Aim of the task
Reproduce the records below verbatim, omitting the pictures from your copy.
+++ Supplied data
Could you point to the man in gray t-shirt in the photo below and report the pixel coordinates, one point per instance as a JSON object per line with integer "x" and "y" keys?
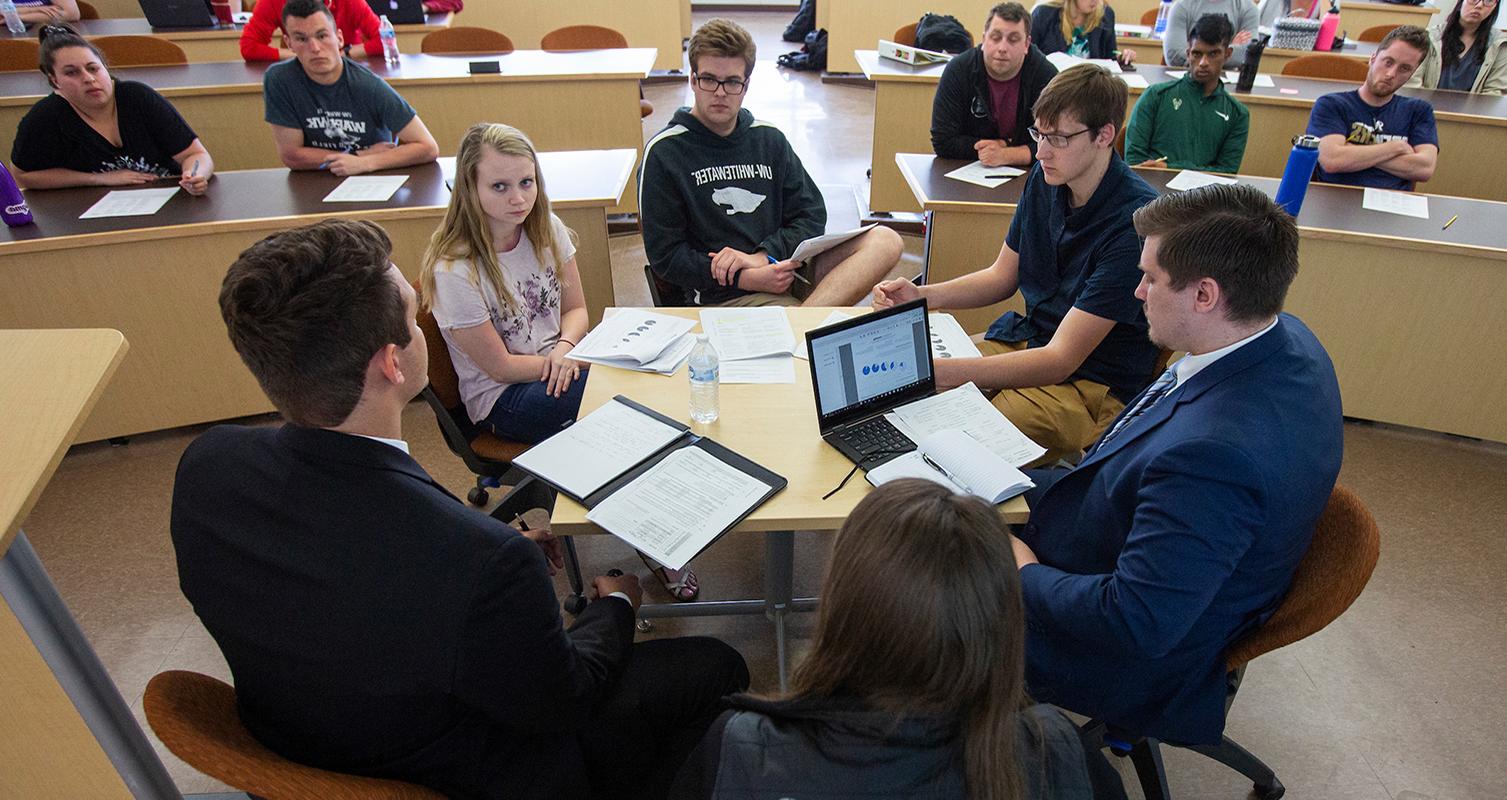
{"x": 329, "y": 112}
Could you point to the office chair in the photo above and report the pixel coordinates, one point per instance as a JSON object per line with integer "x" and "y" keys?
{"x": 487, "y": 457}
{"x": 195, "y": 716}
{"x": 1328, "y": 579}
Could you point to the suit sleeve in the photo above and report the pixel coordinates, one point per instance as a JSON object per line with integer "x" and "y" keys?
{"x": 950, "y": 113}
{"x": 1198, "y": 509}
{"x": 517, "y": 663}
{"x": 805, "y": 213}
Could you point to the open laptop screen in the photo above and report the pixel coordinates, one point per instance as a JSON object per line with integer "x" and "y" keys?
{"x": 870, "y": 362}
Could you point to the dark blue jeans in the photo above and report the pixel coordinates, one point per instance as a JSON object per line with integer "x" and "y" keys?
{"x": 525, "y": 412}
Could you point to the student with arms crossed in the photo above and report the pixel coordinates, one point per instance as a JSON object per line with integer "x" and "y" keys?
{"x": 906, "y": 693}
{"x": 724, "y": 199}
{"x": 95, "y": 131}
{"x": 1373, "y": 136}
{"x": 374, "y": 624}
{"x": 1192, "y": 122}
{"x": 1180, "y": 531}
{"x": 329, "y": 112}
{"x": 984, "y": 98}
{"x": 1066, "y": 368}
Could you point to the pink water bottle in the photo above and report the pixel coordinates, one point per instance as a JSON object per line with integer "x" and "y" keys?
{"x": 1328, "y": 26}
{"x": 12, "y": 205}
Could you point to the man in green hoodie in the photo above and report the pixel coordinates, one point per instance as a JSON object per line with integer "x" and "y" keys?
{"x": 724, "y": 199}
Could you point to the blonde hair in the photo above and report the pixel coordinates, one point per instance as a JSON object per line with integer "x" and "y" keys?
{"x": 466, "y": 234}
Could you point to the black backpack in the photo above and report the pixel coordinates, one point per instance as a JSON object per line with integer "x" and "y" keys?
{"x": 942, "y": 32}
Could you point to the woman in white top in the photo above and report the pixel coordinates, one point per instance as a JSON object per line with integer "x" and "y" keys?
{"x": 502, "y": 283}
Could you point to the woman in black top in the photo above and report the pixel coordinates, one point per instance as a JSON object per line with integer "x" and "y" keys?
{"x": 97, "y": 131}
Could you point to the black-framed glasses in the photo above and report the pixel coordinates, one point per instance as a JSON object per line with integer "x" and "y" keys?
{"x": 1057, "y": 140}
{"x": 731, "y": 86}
++++++
Answer
Could you point to the man in gray t-shirt in the photo below and report the pixel coordinates, one point per instance as a JSON object per line with integer "x" and "y" keys?
{"x": 329, "y": 112}
Could you point to the office chair in the photo above and report the pixel coordinates, one point per instance as a JSON object per line with integer "x" and "y" keys?
{"x": 487, "y": 457}
{"x": 195, "y": 716}
{"x": 1328, "y": 579}
Could you point to the suit sleeve in the photo above and report the pixel coordinates, one point per instance as a JSON object per line with integer "x" and "y" keys?
{"x": 950, "y": 113}
{"x": 1198, "y": 509}
{"x": 517, "y": 663}
{"x": 805, "y": 213}
Could you point to the open laptop screen in the photo above and report the pixel coordinates, one point per instance as a JSON object per line with integer "x" and "y" keys?
{"x": 870, "y": 362}
Could you point to the dark blue jeans in the photo above and report the pixel coordinates, one point per instance as a JSON object per line with integer "x" and "y" keys?
{"x": 525, "y": 412}
Could you point to the student with arms crossed in the photo above and report the pixel coordinates, one point per instance as a JSON object per line with integer "x" and "y" keys?
{"x": 906, "y": 693}
{"x": 724, "y": 199}
{"x": 95, "y": 131}
{"x": 1373, "y": 136}
{"x": 374, "y": 624}
{"x": 1192, "y": 122}
{"x": 1180, "y": 531}
{"x": 329, "y": 112}
{"x": 984, "y": 98}
{"x": 1066, "y": 368}
Could you point to the pink water bottle in the photo above and report the pixel coordinates, one point per instance as a JSON object per line with integer "x" and "y" keys?
{"x": 1328, "y": 26}
{"x": 12, "y": 205}
Could you point to the man in green hoodie in the photo above and report the pixel coordinates, one point per instance as a JSON object per line with integer "x" and "y" keys?
{"x": 724, "y": 199}
Could you point to the blonde hair in the photo above and report the pixel coordinates, one point per instance as a JSON object per line with integer "x" and "y" keys?
{"x": 466, "y": 234}
Could you point to the black backpack in the photo above and report the pixel coordinates, one point per instance as a JSON object per line with integer "x" and "y" keys?
{"x": 942, "y": 32}
Could you point to the woman in white top in the photo above and report the pixel coordinates, one point per instance as a JSON object per line with integer "x" and "y" keys?
{"x": 502, "y": 283}
Could you point to the woman in black top in the photo above and report the pixel coordinates, one point per instance as a JSON object per line with integer "x" and "y" keys?
{"x": 97, "y": 131}
Could you point to the black-framed glasses in the photo above and report the pixel coordinates, one point per instance as a JSON object per line with integer "x" and "y" keys?
{"x": 1057, "y": 140}
{"x": 731, "y": 86}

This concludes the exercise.